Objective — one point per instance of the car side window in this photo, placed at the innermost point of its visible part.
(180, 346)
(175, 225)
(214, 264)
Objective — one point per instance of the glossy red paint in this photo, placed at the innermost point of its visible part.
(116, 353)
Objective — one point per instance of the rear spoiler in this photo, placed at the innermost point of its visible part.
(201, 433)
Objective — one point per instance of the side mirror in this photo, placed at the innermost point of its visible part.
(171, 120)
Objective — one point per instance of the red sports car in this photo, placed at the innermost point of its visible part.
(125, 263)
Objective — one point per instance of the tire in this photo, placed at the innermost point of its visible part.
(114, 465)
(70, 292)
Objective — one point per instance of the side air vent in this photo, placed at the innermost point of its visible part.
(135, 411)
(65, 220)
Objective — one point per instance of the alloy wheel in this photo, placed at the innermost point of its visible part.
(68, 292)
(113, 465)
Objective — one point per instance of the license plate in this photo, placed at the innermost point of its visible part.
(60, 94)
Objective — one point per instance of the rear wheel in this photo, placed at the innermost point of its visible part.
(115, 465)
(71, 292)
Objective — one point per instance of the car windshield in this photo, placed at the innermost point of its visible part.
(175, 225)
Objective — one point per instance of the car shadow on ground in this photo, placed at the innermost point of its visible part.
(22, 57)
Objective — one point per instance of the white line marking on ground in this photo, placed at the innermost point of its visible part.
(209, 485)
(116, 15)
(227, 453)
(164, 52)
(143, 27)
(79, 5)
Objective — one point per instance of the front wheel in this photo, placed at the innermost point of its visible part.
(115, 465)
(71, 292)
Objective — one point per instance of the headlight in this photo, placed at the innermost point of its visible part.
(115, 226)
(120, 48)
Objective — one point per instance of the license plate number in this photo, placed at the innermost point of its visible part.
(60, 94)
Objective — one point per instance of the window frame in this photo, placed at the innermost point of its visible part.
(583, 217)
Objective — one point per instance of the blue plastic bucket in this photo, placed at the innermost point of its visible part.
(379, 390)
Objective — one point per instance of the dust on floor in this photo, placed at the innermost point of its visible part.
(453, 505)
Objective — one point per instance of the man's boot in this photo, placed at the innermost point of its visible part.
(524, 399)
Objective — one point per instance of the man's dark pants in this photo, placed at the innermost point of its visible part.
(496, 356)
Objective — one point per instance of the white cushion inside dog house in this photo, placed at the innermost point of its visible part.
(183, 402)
····················
## PROMPT
Recast all the rows above as a Markdown table with two columns, Index and Entry. Put each nonblank line's running number under Index and the line itself under Entry.

## TASK RESULT
| Index | Entry |
|---|---|
| 1 | Objective — one point per instance of the car side window in this photo, placed at the innermost point of its visible part. |
| 2 | (180, 346) |
| 3 | (175, 225) |
| 4 | (214, 264) |
| 5 | Objective — one point per instance of the glossy red paint in this photo, placed at the innermost point of its visible part. |
| 6 | (116, 353) |
| 7 | Objective — one point per instance of the rear spoiler in this photo, placed at the innermost point of its visible part. |
| 8 | (201, 433) |
| 9 | Objective — one point per instance of the side mirror in this photo, placed at the innermost point of its visible part. |
| 10 | (171, 120) |
| 11 | Objective — one point per instance of the red sports car in this photo, placed at the innermost point of its visible part. |
| 12 | (125, 263) |
| 13 | Objective — one point per instance of the tire in this photo, placed at the innermost point of its visible part. |
| 14 | (114, 465) |
| 15 | (70, 292) |
| 16 | Objective — one point per instance of the side air vent in this photo, placed at the innermost point of its visible part. |
| 17 | (135, 411) |
| 18 | (65, 220) |
| 19 | Objective — one point per instance of the alloy wheel in this photo, placed at the innermost point of its visible part. |
| 20 | (68, 292) |
| 21 | (113, 465) |
| 22 | Objective — one point per instance of the license plate in this photo, placed at the innermost point of its visible part. |
| 23 | (60, 94) |
| 24 | Objective — one point per instance of the rear wheel in this photo, placed at the innermost point of its visible part. |
| 25 | (115, 465) |
| 26 | (71, 292) |
| 27 | Objective — one point per instance of the car windshield in this photo, placed at the innermost point of its visible part. |
| 28 | (175, 225) |
| 29 | Objective — one point per instance of the car shadow on ground in this photo, placed at the innermost point of its visible part. |
| 30 | (22, 57) |
| 31 | Objective — one point per instance of the white line marking on ground in this photo, placed at the innermost point of its visible part. |
| 32 | (209, 485) |
| 33 | (116, 15) |
| 34 | (227, 453) |
| 35 | (164, 52) |
| 36 | (143, 27) |
| 37 | (79, 5) |
| 38 | Objective — one point per instance of the front wheel in this photo, placed at the innermost point of its visible part. |
| 39 | (115, 465) |
| 40 | (71, 292) |
| 41 | Objective — one point per instance of the headlight in this photo, placed at the innermost point of its visible part. |
| 42 | (115, 226) |
| 43 | (120, 48) |
| 44 | Objective — one point per instance of the license plate number in this photo, placed at the innermost point of its visible part. |
| 45 | (60, 94) |
| 46 | Objective — one point per instance of the window frame in this photo, placed at the innermost point of its visible part. |
| 47 | (583, 217) |
| 48 | Objective — one point per instance of the blue plastic bucket in this photo, placed at the innermost point of its visible part. |
| 49 | (379, 390) |
| 50 | Objective — one point per instance of the dust on floor in this photo, placed at the innermost point of its visible part. |
| 51 | (453, 505) |
| 52 | Objective — one point per instance of the man's boot in this photo, placed at the innermost point of its visible part. |
| 53 | (524, 399) |
| 54 | Objective — one point per instance of the man's dark pants in this photo, placed at the innermost point of its visible part. |
| 55 | (496, 356) |
| 56 | Objective — one point per instance of the white cushion inside dog house in this photo, placed at the innermost point of its visible part. |
| 57 | (183, 402) |